→ Written request
Recast all the lines below as a two-column Markdown table headed "Row" and "Line text", numbering each line and skipping blank ones. Leave the pictures out of the table.

→ Data extract

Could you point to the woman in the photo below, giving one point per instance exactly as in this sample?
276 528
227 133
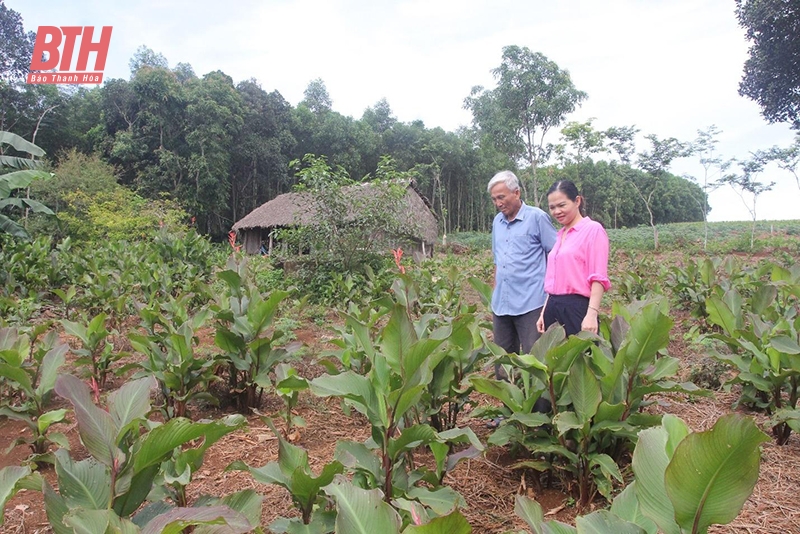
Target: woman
577 267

→ Answer to the task
| Row | Line text |
|---|---|
| 1 | Could you point to the woman in the photo below, giving one point per instance exactly as in this sample? |
| 2 | 276 528 |
| 3 | 227 133 |
| 4 | Target: woman |
| 5 | 577 267 |